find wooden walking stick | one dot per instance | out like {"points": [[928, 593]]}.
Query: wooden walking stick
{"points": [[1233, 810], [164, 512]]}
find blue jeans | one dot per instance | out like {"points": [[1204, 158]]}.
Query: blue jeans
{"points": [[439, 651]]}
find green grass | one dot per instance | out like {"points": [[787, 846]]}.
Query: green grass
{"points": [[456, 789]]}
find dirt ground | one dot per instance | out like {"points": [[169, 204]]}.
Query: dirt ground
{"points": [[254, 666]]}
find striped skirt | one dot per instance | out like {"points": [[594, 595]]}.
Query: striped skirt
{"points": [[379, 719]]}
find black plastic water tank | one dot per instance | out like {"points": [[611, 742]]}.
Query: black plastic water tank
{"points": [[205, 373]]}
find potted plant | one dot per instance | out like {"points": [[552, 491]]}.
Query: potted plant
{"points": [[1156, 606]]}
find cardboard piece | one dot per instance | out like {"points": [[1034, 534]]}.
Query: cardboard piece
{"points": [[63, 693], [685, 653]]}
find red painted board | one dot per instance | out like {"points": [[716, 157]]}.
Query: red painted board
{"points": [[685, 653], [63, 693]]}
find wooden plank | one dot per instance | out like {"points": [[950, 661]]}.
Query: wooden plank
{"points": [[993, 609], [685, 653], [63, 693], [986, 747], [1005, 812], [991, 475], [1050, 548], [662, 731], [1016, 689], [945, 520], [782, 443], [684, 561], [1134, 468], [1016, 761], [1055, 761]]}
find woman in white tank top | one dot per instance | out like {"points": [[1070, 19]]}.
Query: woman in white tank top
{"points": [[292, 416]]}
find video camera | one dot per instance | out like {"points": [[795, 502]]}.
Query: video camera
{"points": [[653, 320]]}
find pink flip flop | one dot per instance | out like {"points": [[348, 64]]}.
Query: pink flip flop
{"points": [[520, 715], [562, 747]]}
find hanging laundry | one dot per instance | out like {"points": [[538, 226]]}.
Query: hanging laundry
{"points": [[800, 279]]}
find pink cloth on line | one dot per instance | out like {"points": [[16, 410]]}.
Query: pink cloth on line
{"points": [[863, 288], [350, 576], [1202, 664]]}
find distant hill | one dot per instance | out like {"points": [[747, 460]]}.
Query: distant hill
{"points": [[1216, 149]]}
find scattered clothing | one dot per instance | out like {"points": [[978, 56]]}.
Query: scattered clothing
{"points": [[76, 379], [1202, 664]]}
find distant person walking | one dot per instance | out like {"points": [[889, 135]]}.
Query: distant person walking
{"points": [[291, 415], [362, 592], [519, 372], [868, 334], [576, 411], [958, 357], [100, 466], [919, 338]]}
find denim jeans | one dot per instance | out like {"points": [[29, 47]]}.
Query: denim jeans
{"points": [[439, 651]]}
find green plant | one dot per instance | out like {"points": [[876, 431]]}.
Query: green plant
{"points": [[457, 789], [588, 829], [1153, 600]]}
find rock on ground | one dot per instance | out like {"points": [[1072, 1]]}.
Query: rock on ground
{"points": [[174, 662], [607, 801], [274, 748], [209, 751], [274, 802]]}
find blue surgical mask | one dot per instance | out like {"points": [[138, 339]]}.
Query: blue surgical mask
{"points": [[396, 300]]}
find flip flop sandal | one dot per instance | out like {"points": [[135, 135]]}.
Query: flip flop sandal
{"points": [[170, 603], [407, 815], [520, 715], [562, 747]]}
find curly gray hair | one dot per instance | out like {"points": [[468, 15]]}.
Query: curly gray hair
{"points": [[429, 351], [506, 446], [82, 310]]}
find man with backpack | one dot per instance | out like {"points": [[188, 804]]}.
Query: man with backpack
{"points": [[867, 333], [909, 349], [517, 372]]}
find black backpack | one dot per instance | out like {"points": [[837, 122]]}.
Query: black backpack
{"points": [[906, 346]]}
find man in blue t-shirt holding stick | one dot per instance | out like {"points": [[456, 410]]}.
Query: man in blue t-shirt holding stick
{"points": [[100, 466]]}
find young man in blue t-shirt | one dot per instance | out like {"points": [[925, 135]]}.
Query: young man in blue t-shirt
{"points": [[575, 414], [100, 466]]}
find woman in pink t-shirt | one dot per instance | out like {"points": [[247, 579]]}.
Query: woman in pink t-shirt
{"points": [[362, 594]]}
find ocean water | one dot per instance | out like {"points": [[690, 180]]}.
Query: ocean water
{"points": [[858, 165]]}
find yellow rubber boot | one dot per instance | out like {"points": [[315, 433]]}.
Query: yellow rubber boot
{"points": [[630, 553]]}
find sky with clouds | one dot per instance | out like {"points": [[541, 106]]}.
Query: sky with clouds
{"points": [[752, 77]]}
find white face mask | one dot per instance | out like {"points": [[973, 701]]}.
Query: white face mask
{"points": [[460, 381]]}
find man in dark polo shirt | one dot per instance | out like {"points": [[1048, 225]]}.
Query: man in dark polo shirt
============
_AIM OF THE EXERCISE:_ Write out the records shown above, exactly as they appear.

_WRITTEN ANSWER:_
find wooden walking stick | one dot per instance | out like {"points": [[928, 593]]}.
Query: wooden walking stick
{"points": [[1233, 810], [164, 512]]}
find blue jeans | one dot per instance | out like {"points": [[1204, 158]]}.
Query: blue jeans
{"points": [[439, 651]]}
find green grass | one dot per instance | out like {"points": [[787, 846]]}.
Query: green grass
{"points": [[456, 789]]}
find dirt ground | one dot per instance | out like {"points": [[169, 204]]}.
Query: dirt ground
{"points": [[254, 666]]}
find striped skirt | one dot per instance | out like {"points": [[594, 595]]}.
Query: striped skirt
{"points": [[379, 719]]}
find black plastic water tank | one dot per instance | out like {"points": [[611, 742]]}.
Query: black plastic water tank
{"points": [[205, 373]]}
find potted plant | one dot per instance | out like {"points": [[552, 491]]}.
Query: potted plant
{"points": [[1156, 606]]}
find cardboard piece | one dot per instance | out like {"points": [[1034, 534]]}.
Query: cardboard piece
{"points": [[63, 693], [685, 653]]}
find red painted board | one dot per instance | out like {"points": [[716, 157]]}.
Query: red painted board
{"points": [[685, 653], [63, 693]]}
find wooden plank | one dot per instance | out like {"points": [[950, 661]]}.
Query: wooden plank
{"points": [[993, 609], [685, 653], [63, 693], [986, 747], [1005, 812], [991, 475], [1050, 548], [662, 731], [1016, 689], [945, 520], [782, 443], [684, 561], [1134, 468], [1016, 761], [1055, 761]]}
find woman in white tank top | one dot per instance | out like {"points": [[1070, 19]]}.
Query: woman in white tank top
{"points": [[292, 416]]}
find video camera | one dot per instance | out like {"points": [[795, 502]]}.
Query: video camera
{"points": [[653, 320]]}
find pink flip flop | one dot per instance | out like {"points": [[348, 64]]}.
Query: pink flip flop
{"points": [[520, 715], [562, 747]]}
find hanging laundry | one dot per instance | out like {"points": [[538, 226]]}.
Query: hanging laundry
{"points": [[800, 279]]}
find pink cloth on line | one dot per instance | out like {"points": [[16, 410]]}.
Query: pink cloth on line
{"points": [[863, 288], [350, 576], [1202, 664]]}
find distant hill | one dot per instance | out like {"points": [[747, 460]]}.
Query: distant hill
{"points": [[1216, 149]]}
find scattered clothing | one dot per instance | out like {"points": [[978, 56]]}.
Query: scattered clothing
{"points": [[76, 379], [1202, 664]]}
find distant person walking | one dot per instance | out like {"points": [[889, 135]]}.
Query: distant person walking
{"points": [[291, 415], [362, 592], [519, 372], [868, 334], [576, 411], [958, 357], [100, 466], [919, 338]]}
find denim jeans | one dot per instance | out like {"points": [[29, 47]]}.
Query: denim jeans
{"points": [[439, 651]]}
find green plant | one dot per instance | out like {"points": [[876, 431]]}.
Query: green plant
{"points": [[457, 789], [588, 829], [1153, 600]]}
find rock on ground | one dot per instance | out like {"points": [[1072, 1]]}.
Query: rock on ground
{"points": [[174, 662], [607, 801], [274, 748], [209, 751], [274, 802]]}
find blue surgical mask | one dot per instance | out like {"points": [[138, 339]]}.
Query: blue surgical mask
{"points": [[396, 300]]}
find flip flop sandal | one dot per instance | out like {"points": [[135, 135]]}.
Query: flip flop sandal
{"points": [[170, 603], [407, 815], [520, 715], [562, 747]]}
find curly gray hair | one dot per instance | out like {"points": [[468, 15]]}.
Query: curly gray hair
{"points": [[429, 351], [506, 446], [82, 310]]}
find man with backpack | one dot per instance | out like {"points": [[188, 804]]}.
Query: man with backpack
{"points": [[867, 333], [909, 349], [517, 372]]}
find black backpack | one dot per instance | out like {"points": [[837, 122]]}.
Query: black backpack
{"points": [[906, 346]]}
find man in blue t-shirt holding stick | one dot per instance | out like {"points": [[456, 410]]}.
Query: man in blue t-shirt holding stick
{"points": [[100, 466]]}
find young man in blue t-shirt | one dot per instance | out like {"points": [[925, 135]]}.
Query: young man in blue t-shirt
{"points": [[575, 414], [100, 466]]}
find woman in pink t-shirt | one dot per instance | out like {"points": [[247, 579]]}.
Query: woman in pink t-shirt
{"points": [[362, 594]]}
find ocean water | one dot per instance | out like {"points": [[690, 180]]}.
Query: ocean water
{"points": [[858, 165]]}
find yellow rubber boot | one dot per instance | out like {"points": [[315, 433]]}.
Query: yellow rubber boot
{"points": [[630, 553]]}
find sky with clouds | one dot per instance | out like {"points": [[541, 106]]}.
Query: sky with clouds
{"points": [[752, 77]]}
find white face mask | one dot per instance | out like {"points": [[973, 701]]}.
Query: white face mask
{"points": [[460, 381]]}
find man in dark polo shirt | one dot per instance | out like {"points": [[1048, 225]]}.
Query: man in dark polo shirt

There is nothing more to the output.